### GIVEN INFORMATION
▽
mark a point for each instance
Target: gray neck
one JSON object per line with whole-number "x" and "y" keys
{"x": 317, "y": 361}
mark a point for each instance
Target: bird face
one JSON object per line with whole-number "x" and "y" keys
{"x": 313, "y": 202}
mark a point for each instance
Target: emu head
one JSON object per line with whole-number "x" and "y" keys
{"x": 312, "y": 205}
△
▽
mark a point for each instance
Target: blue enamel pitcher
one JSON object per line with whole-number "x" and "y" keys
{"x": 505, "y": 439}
△
### TASK DETAILS
Return, from the data above, each line in which the string "Target" appears.

### TASK OUTPUT
Target: gray neck
Target: bird face
Target: emu head
Target: blue enamel pitcher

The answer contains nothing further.